Records to use >>

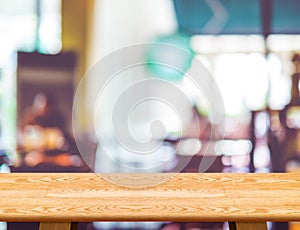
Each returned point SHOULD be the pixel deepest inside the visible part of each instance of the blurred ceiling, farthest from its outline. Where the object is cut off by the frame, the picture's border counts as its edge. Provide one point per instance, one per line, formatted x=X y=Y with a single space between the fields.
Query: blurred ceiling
x=238 y=16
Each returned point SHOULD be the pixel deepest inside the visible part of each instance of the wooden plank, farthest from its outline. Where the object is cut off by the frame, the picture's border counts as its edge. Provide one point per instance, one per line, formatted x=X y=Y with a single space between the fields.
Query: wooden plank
x=182 y=197
x=55 y=226
x=248 y=226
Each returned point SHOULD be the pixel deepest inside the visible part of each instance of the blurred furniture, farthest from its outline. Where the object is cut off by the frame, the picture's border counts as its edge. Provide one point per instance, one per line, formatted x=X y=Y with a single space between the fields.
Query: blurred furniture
x=55 y=74
x=246 y=200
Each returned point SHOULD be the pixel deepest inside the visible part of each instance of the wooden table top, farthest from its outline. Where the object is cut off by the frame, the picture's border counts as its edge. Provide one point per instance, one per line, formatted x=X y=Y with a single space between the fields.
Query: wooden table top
x=183 y=197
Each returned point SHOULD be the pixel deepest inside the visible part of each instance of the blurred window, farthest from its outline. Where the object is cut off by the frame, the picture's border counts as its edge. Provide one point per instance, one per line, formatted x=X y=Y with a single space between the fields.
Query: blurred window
x=31 y=25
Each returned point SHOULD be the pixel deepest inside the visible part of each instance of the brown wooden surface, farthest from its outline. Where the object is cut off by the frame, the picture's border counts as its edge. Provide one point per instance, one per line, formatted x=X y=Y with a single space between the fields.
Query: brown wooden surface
x=55 y=226
x=248 y=226
x=184 y=197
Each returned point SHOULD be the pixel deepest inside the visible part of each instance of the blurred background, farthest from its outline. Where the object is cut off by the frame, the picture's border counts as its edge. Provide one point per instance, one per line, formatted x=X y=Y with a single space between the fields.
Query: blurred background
x=250 y=48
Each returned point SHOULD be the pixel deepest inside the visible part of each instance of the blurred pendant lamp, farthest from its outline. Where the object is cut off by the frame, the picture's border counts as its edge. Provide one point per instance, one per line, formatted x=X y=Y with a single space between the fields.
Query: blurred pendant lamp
x=170 y=56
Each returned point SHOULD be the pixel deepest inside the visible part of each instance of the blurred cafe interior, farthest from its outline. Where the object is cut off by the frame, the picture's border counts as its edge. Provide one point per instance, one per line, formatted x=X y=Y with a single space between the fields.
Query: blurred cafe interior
x=61 y=111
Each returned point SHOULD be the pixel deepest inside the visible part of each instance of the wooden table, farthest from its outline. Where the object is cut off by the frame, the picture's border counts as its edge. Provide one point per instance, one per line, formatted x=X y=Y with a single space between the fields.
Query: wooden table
x=56 y=200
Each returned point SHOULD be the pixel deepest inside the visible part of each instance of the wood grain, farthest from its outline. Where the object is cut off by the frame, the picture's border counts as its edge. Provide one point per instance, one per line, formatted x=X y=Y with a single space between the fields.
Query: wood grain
x=55 y=226
x=182 y=197
x=248 y=226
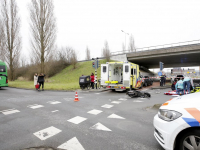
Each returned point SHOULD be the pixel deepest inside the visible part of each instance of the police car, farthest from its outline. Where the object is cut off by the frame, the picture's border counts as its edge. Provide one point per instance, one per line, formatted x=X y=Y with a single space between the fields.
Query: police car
x=177 y=124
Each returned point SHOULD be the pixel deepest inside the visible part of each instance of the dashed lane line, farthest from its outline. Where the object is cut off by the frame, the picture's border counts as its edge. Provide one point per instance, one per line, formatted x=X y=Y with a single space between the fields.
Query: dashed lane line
x=47 y=133
x=115 y=102
x=94 y=112
x=35 y=106
x=137 y=101
x=54 y=102
x=122 y=99
x=9 y=111
x=107 y=106
x=100 y=126
x=55 y=111
x=114 y=116
x=77 y=120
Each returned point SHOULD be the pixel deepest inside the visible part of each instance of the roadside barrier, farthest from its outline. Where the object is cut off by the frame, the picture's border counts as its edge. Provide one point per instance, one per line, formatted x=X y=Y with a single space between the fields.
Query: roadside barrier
x=76 y=97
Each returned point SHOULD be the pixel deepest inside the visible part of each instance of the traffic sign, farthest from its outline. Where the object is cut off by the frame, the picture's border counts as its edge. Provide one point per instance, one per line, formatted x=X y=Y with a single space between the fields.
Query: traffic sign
x=159 y=73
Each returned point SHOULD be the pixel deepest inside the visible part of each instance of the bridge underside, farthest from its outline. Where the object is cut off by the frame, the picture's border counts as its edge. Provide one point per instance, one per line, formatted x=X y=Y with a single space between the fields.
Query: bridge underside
x=172 y=59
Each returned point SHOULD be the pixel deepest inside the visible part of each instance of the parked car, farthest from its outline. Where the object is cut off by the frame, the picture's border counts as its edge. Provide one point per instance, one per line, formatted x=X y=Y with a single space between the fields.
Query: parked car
x=147 y=81
x=178 y=77
x=177 y=124
x=84 y=82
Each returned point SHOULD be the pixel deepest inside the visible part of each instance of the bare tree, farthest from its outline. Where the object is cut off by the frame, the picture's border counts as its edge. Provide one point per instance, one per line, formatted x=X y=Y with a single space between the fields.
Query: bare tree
x=106 y=51
x=132 y=44
x=123 y=48
x=87 y=51
x=11 y=23
x=43 y=28
x=2 y=41
x=73 y=58
x=65 y=54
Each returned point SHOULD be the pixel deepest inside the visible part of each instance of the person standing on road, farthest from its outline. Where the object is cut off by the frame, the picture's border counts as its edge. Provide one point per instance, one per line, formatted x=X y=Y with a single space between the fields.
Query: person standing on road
x=164 y=80
x=92 y=80
x=187 y=84
x=161 y=80
x=35 y=80
x=41 y=81
x=179 y=87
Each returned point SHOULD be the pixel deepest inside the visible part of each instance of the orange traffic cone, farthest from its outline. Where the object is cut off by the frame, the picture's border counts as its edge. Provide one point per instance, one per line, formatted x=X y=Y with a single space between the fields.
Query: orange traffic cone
x=76 y=98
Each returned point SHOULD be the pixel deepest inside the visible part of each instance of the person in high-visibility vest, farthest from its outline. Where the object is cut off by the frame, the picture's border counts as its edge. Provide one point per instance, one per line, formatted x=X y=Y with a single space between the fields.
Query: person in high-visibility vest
x=161 y=80
x=179 y=87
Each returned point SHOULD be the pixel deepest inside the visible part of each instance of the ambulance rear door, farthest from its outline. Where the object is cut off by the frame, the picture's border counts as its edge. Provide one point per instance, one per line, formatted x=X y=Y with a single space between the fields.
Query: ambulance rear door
x=126 y=74
x=104 y=74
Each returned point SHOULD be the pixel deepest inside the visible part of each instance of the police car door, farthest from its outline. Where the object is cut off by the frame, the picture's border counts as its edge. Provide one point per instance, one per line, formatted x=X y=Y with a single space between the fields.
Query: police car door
x=104 y=74
x=126 y=74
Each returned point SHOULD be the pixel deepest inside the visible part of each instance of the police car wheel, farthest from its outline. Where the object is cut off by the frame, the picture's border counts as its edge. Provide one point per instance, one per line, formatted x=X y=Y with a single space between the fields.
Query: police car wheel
x=189 y=141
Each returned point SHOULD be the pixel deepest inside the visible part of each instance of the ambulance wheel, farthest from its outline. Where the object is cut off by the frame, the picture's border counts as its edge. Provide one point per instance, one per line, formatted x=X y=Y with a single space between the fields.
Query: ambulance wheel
x=189 y=140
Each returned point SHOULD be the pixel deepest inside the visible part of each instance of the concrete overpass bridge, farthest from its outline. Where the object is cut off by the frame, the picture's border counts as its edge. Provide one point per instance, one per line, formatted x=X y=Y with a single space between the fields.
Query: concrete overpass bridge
x=172 y=55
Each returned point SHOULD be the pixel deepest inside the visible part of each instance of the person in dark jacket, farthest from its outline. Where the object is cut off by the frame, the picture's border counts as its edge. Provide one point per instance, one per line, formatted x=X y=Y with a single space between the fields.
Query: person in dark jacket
x=92 y=80
x=41 y=81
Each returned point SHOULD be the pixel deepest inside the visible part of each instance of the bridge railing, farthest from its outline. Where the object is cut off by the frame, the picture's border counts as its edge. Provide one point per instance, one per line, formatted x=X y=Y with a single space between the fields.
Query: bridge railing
x=194 y=42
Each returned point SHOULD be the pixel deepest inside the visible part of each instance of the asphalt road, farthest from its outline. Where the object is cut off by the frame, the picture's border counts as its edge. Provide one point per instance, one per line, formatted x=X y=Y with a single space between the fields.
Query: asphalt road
x=30 y=118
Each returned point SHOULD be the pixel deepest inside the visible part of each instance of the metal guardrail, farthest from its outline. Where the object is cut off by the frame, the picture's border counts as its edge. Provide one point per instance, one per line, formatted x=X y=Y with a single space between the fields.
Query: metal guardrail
x=194 y=42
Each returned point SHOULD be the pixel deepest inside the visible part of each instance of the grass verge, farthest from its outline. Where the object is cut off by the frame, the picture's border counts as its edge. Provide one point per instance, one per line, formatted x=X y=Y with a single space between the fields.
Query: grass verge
x=67 y=79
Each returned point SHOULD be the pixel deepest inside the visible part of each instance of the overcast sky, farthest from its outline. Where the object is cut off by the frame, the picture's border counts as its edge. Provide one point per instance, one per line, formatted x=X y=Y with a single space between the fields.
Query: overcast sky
x=82 y=23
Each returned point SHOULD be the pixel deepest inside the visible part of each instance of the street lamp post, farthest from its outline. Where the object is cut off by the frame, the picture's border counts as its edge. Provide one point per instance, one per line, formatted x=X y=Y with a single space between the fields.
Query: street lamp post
x=125 y=37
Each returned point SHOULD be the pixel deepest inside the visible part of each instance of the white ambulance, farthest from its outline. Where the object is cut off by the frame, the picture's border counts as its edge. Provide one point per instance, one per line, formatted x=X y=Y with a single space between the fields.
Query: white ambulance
x=120 y=75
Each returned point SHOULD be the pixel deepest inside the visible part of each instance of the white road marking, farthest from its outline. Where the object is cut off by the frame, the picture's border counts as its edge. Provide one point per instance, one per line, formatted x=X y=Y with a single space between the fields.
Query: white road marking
x=115 y=102
x=115 y=116
x=72 y=144
x=107 y=106
x=145 y=89
x=122 y=99
x=142 y=98
x=137 y=101
x=94 y=112
x=99 y=126
x=54 y=102
x=55 y=111
x=77 y=120
x=8 y=112
x=35 y=106
x=47 y=133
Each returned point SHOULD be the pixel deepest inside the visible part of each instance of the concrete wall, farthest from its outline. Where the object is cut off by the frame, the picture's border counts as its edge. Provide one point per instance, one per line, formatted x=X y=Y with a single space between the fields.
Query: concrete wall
x=121 y=57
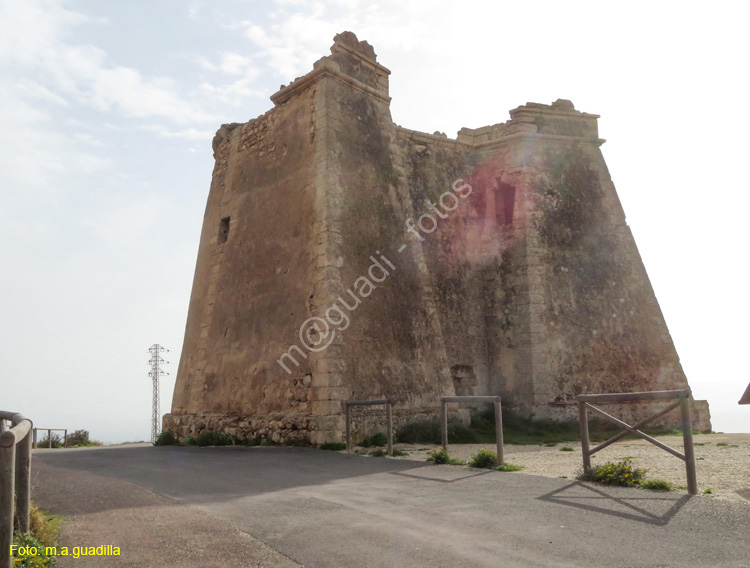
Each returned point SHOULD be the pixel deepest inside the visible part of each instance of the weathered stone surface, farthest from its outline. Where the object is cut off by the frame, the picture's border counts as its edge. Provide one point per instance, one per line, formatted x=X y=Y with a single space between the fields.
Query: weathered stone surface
x=496 y=263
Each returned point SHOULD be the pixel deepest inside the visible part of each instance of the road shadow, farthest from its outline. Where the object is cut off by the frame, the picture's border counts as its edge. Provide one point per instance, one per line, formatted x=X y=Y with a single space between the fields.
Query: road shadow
x=424 y=475
x=214 y=474
x=589 y=498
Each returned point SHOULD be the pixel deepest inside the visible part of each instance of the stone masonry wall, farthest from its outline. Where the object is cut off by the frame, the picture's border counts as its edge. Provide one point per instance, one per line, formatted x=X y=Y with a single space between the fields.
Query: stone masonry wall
x=496 y=263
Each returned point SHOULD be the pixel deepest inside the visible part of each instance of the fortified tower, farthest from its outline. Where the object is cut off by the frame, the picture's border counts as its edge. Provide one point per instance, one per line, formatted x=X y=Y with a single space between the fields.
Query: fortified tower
x=344 y=257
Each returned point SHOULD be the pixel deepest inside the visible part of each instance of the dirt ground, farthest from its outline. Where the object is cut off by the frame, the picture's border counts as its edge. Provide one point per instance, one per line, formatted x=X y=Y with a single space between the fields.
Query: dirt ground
x=722 y=461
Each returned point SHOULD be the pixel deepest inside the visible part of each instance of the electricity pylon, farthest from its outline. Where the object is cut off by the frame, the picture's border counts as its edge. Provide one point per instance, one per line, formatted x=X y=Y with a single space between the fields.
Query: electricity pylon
x=156 y=361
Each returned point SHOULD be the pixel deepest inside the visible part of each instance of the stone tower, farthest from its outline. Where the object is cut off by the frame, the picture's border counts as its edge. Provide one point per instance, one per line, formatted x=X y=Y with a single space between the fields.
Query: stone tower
x=345 y=257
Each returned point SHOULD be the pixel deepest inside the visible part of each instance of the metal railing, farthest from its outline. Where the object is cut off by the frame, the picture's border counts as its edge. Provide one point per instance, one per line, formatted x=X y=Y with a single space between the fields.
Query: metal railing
x=389 y=419
x=746 y=397
x=682 y=398
x=473 y=399
x=15 y=480
x=49 y=436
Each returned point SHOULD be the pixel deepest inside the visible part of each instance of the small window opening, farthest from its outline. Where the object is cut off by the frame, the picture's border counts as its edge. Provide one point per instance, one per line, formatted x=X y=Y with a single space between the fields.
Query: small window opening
x=505 y=200
x=223 y=230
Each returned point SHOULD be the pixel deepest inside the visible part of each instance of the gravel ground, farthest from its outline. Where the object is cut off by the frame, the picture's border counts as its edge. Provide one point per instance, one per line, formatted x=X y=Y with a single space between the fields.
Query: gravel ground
x=722 y=461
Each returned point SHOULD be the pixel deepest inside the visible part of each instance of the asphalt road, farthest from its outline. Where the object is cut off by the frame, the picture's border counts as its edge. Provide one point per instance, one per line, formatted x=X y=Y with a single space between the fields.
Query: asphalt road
x=325 y=509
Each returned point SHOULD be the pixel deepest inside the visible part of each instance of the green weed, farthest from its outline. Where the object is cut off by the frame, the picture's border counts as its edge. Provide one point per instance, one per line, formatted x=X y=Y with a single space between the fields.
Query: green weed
x=441 y=457
x=484 y=459
x=621 y=473
x=509 y=467
x=656 y=485
x=166 y=438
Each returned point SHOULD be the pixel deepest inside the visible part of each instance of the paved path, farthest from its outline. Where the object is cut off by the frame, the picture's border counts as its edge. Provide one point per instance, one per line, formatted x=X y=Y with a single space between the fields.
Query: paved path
x=324 y=509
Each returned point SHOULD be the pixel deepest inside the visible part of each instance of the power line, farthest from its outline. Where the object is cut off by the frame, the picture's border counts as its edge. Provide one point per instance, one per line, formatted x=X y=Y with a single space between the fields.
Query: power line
x=156 y=361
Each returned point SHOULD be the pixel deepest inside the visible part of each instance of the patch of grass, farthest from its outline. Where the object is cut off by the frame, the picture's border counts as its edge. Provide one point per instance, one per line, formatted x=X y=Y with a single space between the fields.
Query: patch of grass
x=166 y=438
x=44 y=526
x=656 y=485
x=621 y=473
x=441 y=457
x=377 y=440
x=509 y=467
x=43 y=531
x=38 y=560
x=484 y=459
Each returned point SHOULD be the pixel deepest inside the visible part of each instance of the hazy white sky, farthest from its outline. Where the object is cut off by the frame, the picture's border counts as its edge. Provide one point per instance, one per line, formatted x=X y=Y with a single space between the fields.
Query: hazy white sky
x=107 y=111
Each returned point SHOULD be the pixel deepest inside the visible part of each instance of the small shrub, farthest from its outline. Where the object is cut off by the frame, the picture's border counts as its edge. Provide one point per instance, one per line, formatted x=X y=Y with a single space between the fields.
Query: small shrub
x=510 y=467
x=621 y=473
x=484 y=459
x=80 y=439
x=441 y=457
x=377 y=440
x=656 y=485
x=166 y=438
x=209 y=438
x=44 y=442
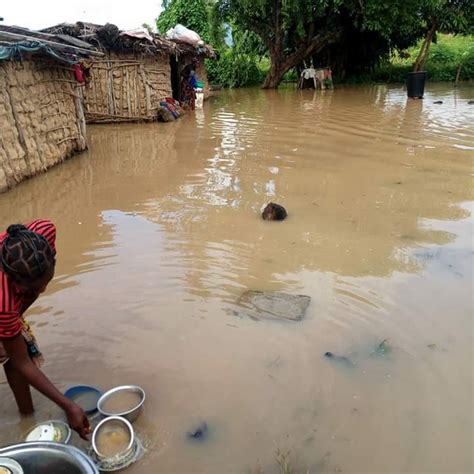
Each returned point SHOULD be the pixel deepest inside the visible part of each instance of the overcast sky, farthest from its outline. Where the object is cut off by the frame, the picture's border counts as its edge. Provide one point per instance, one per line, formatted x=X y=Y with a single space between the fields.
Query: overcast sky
x=36 y=14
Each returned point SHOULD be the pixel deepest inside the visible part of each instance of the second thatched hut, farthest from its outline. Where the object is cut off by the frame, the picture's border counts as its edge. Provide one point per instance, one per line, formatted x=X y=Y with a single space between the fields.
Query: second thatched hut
x=138 y=70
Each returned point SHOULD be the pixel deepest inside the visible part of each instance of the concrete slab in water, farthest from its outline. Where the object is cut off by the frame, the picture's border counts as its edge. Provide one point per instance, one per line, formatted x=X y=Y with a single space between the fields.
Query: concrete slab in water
x=273 y=305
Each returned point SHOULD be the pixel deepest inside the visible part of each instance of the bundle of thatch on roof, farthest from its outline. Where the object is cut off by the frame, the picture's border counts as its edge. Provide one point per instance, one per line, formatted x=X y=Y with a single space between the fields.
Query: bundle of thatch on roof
x=110 y=38
x=41 y=113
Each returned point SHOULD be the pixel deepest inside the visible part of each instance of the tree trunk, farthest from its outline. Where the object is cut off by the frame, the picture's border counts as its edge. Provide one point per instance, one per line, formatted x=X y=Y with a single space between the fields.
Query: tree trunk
x=279 y=67
x=425 y=49
x=458 y=74
x=281 y=64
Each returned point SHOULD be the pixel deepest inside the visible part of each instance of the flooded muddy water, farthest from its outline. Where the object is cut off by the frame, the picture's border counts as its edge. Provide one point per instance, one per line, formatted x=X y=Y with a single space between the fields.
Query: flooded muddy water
x=159 y=234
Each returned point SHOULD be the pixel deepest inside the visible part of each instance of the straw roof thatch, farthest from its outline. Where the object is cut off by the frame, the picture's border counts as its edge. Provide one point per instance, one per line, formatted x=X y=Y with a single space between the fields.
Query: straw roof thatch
x=15 y=41
x=109 y=38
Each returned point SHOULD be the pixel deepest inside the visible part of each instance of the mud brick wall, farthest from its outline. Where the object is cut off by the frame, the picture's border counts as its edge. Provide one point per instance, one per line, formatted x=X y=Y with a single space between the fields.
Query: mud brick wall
x=41 y=118
x=127 y=87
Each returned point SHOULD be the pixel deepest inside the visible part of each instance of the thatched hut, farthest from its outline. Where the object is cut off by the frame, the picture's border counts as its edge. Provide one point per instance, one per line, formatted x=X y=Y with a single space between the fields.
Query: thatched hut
x=137 y=71
x=41 y=114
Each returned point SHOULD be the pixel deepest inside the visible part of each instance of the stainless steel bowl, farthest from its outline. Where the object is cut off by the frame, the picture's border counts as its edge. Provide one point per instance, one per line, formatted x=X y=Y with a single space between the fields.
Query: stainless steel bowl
x=127 y=426
x=49 y=458
x=61 y=432
x=132 y=414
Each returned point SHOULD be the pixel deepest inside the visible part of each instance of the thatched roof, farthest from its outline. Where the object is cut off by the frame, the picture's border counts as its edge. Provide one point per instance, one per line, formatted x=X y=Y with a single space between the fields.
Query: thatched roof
x=110 y=38
x=16 y=41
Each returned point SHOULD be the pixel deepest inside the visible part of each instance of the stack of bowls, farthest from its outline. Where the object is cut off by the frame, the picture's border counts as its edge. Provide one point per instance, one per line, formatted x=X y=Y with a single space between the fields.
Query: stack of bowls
x=114 y=442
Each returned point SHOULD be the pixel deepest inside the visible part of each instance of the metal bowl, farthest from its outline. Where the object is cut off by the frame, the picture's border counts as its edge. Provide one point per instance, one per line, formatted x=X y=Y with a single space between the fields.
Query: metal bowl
x=49 y=458
x=126 y=425
x=78 y=394
x=11 y=466
x=50 y=431
x=132 y=414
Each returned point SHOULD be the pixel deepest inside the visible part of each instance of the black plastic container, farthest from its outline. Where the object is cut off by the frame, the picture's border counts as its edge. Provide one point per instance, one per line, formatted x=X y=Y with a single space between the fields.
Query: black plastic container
x=416 y=84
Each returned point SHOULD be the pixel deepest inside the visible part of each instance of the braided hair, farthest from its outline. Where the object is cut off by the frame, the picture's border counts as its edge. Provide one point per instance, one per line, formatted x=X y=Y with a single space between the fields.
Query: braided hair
x=25 y=255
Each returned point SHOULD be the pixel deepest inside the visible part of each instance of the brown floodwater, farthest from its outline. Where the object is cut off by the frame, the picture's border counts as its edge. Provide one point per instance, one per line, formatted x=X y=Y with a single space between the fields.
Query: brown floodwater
x=159 y=234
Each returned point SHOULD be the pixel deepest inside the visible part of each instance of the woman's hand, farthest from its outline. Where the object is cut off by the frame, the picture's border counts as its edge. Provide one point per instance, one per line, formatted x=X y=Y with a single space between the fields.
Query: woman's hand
x=78 y=421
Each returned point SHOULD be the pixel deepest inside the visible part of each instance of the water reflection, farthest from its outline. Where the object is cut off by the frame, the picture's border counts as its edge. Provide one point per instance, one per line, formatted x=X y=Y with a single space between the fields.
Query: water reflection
x=160 y=231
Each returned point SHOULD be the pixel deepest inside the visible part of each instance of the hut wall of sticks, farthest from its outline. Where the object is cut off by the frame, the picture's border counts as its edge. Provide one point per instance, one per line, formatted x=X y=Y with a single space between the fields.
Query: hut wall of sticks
x=134 y=75
x=41 y=115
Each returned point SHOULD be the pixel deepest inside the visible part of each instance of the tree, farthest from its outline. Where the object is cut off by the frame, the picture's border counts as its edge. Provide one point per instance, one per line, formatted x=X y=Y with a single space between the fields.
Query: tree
x=340 y=31
x=192 y=14
x=291 y=30
x=447 y=16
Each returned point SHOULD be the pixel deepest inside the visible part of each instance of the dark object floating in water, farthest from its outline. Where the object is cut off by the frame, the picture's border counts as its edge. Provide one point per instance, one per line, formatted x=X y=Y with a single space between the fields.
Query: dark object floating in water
x=383 y=348
x=343 y=359
x=259 y=305
x=274 y=212
x=200 y=433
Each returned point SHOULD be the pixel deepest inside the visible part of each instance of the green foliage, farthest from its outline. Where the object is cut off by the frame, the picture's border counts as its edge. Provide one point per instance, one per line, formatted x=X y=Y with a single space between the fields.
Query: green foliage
x=192 y=14
x=242 y=65
x=443 y=62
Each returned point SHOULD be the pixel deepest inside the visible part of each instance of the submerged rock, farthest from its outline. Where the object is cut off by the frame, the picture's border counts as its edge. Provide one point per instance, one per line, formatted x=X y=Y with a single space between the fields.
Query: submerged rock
x=199 y=433
x=339 y=359
x=274 y=212
x=273 y=305
x=382 y=349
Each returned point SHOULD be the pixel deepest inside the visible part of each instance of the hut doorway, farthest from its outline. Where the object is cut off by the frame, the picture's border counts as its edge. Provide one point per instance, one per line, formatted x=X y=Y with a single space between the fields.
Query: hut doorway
x=175 y=81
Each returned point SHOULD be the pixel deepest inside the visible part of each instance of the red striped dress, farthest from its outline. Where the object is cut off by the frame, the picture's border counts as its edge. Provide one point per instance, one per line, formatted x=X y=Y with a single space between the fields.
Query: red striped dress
x=13 y=303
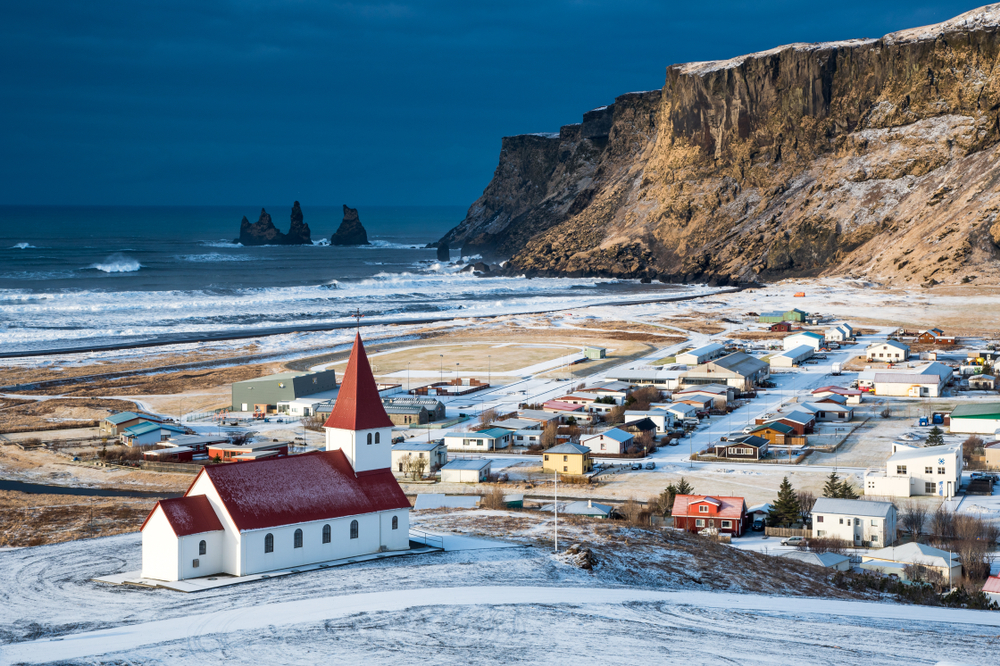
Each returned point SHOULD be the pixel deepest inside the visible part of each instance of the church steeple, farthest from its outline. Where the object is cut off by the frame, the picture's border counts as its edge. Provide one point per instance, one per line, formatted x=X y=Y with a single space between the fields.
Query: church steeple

Task statement >> An exact, complete copy of the lines above from the one with "Query: water reflection" through the one with "the hut wall" is the whole answer.

Exercise output >>
Query: water reflection
x=160 y=231
Each returned point SHOULD be the pixel deepest inside the visible part of each instance of the hut wall of sticks, farthest from its outline. Where the object is cut off by the frame, the picture's border counts as its edge. Provide one point per instance, one per line, formatted x=X y=Y with a single space between the fields.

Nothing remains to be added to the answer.